**Task goal:** Rewrite the records from the line containing "Where in the photo above can the yellowing" through the end of the records, both ends included, and keep the requests as they are. Shift every coordinate in the answers by adding 126 to it.
# Start of Input rows
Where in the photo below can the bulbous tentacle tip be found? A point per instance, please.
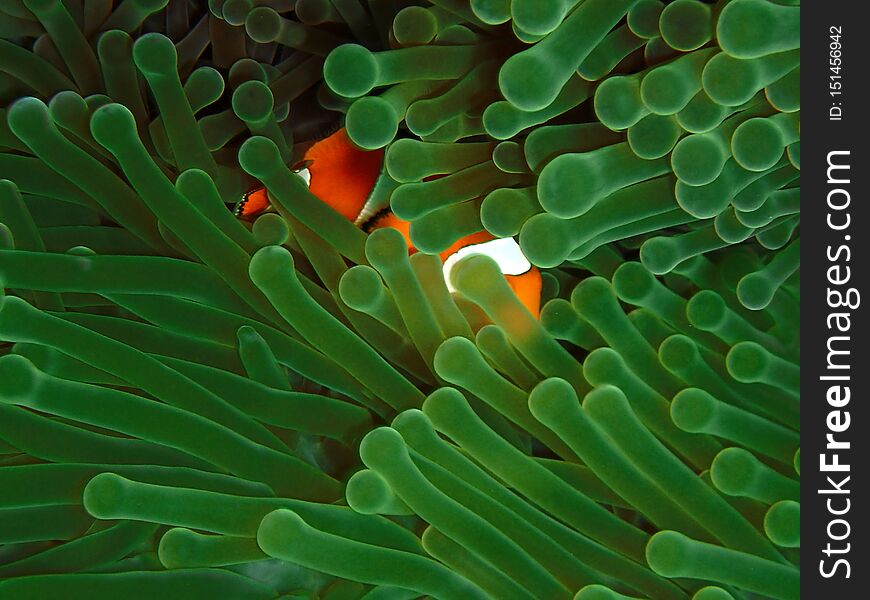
(666, 552)
(386, 247)
(454, 357)
(381, 447)
(552, 399)
(535, 18)
(351, 71)
(259, 157)
(112, 123)
(253, 101)
(27, 117)
(278, 530)
(155, 54)
(526, 81)
(371, 123)
(104, 494)
(263, 24)
(18, 376)
(733, 470)
(270, 264)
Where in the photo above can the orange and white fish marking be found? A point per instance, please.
(344, 176)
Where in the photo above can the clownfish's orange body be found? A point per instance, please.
(344, 176)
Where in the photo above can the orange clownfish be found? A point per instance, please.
(346, 178)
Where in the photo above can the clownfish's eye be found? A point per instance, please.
(305, 174)
(505, 252)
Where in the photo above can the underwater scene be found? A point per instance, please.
(399, 299)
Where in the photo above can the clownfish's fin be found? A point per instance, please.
(342, 175)
(528, 287)
(386, 218)
(253, 204)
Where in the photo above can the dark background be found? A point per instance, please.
(819, 136)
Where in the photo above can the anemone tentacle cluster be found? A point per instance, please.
(197, 405)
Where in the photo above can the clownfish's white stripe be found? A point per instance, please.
(505, 252)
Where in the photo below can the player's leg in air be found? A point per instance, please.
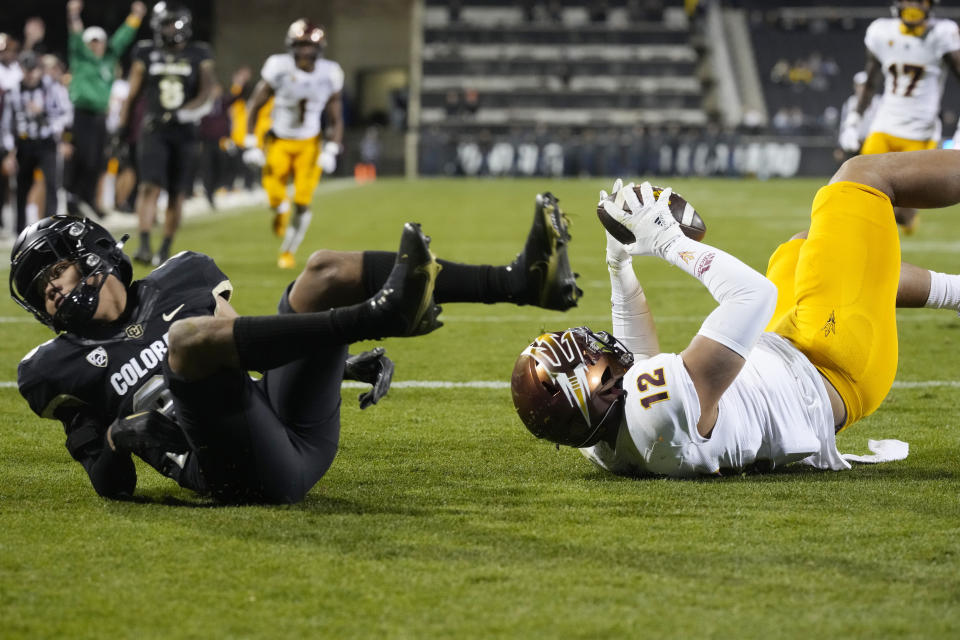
(840, 283)
(273, 445)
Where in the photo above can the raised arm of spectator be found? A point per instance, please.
(33, 32)
(74, 22)
(123, 37)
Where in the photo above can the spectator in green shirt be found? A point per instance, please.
(92, 60)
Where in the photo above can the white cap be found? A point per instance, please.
(94, 33)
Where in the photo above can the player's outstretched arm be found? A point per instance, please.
(632, 320)
(746, 299)
(917, 179)
(111, 473)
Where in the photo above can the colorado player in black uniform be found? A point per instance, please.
(176, 78)
(158, 367)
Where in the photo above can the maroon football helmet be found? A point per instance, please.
(567, 385)
(303, 31)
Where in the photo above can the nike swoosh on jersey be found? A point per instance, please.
(167, 317)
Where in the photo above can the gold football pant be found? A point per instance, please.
(284, 157)
(878, 142)
(837, 293)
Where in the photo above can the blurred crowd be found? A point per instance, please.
(61, 148)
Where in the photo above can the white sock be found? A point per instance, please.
(296, 230)
(944, 291)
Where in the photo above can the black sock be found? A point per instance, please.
(267, 342)
(457, 282)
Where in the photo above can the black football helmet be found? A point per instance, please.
(171, 25)
(567, 385)
(54, 240)
(304, 32)
(913, 16)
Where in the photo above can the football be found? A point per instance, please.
(690, 221)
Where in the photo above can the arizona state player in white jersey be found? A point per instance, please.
(780, 364)
(908, 53)
(304, 86)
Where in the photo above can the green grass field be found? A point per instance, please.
(442, 517)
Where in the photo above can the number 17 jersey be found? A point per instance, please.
(913, 76)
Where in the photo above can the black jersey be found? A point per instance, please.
(171, 78)
(117, 370)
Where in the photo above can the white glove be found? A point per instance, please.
(850, 132)
(252, 153)
(327, 160)
(617, 256)
(650, 222)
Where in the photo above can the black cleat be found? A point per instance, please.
(549, 282)
(143, 256)
(407, 295)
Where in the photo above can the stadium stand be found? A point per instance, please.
(521, 74)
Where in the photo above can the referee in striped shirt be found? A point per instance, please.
(35, 114)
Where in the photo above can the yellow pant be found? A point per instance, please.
(286, 156)
(878, 142)
(837, 293)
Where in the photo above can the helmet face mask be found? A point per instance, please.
(67, 241)
(567, 385)
(305, 40)
(912, 13)
(171, 26)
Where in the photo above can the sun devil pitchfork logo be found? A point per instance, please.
(98, 357)
(562, 360)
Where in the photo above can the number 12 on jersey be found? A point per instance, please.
(647, 380)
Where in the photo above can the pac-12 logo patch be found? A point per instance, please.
(98, 357)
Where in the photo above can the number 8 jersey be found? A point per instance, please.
(913, 72)
(171, 78)
(776, 412)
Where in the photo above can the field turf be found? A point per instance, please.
(442, 517)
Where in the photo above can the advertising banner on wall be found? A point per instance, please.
(607, 154)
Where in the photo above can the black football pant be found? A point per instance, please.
(267, 440)
(33, 155)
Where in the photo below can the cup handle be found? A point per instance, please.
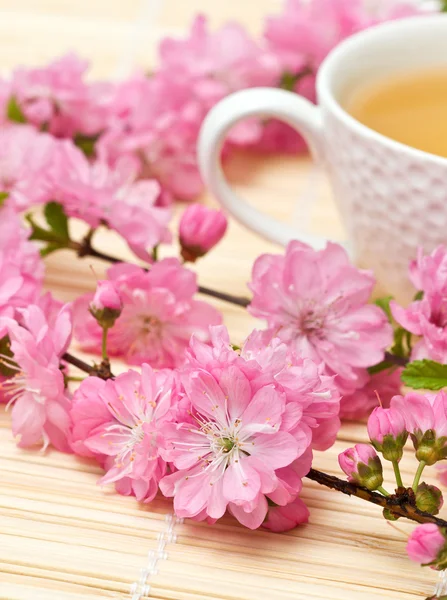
(301, 114)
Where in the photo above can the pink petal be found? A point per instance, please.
(241, 482)
(275, 451)
(253, 519)
(264, 411)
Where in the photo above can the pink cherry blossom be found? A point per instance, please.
(425, 418)
(157, 125)
(360, 402)
(21, 269)
(351, 458)
(98, 194)
(26, 166)
(200, 229)
(216, 64)
(285, 518)
(385, 422)
(227, 453)
(425, 544)
(106, 296)
(312, 399)
(317, 303)
(442, 472)
(159, 315)
(118, 421)
(56, 97)
(427, 317)
(40, 410)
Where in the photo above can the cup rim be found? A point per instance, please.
(327, 99)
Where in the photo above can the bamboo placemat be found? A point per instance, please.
(64, 538)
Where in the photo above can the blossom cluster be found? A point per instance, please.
(230, 430)
(216, 427)
(423, 419)
(146, 127)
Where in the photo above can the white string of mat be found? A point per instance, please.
(142, 588)
(441, 586)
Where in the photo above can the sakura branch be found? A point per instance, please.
(218, 425)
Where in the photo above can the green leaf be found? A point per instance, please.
(14, 112)
(384, 304)
(86, 143)
(3, 197)
(7, 362)
(39, 233)
(57, 220)
(425, 374)
(383, 366)
(50, 248)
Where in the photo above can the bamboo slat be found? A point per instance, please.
(64, 538)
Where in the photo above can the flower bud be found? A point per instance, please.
(200, 229)
(429, 498)
(389, 515)
(426, 421)
(427, 545)
(362, 466)
(387, 432)
(106, 305)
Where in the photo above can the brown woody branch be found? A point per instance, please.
(102, 370)
(85, 248)
(401, 504)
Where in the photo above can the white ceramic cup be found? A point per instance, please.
(392, 198)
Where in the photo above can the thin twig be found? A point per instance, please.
(401, 504)
(102, 370)
(86, 249)
(237, 300)
(400, 361)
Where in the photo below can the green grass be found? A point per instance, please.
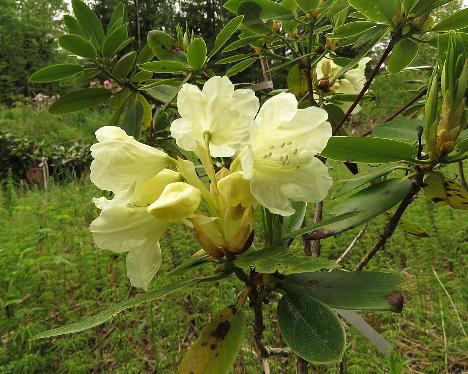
(52, 274)
(40, 125)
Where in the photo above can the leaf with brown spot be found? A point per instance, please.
(216, 349)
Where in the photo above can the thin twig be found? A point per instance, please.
(451, 301)
(406, 106)
(369, 81)
(353, 243)
(462, 175)
(390, 227)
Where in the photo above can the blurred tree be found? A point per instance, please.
(28, 31)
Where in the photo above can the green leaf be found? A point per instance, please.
(109, 313)
(72, 25)
(116, 17)
(402, 55)
(310, 328)
(241, 66)
(389, 8)
(133, 117)
(145, 55)
(282, 260)
(404, 129)
(348, 290)
(89, 22)
(242, 43)
(307, 5)
(352, 28)
(55, 73)
(224, 35)
(363, 178)
(80, 99)
(456, 21)
(375, 195)
(365, 149)
(77, 45)
(163, 45)
(164, 66)
(124, 65)
(268, 9)
(114, 41)
(234, 58)
(196, 53)
(217, 346)
(342, 222)
(370, 9)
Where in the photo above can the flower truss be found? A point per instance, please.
(272, 163)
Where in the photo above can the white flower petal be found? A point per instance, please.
(122, 229)
(118, 164)
(220, 112)
(142, 264)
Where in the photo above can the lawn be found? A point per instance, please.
(52, 274)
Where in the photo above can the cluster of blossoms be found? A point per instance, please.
(272, 150)
(350, 83)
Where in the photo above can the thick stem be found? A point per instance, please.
(390, 227)
(369, 81)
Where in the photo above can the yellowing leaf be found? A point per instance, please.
(217, 346)
(445, 191)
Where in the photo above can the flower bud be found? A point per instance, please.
(177, 201)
# End of Input rows
**Problem solution:**
Where in the photo above can the yellowing leaf be found? A point per instance, please.
(343, 472)
(571, 317)
Where in the photo above can the flower bud be found? A point per instance, please.
(303, 327)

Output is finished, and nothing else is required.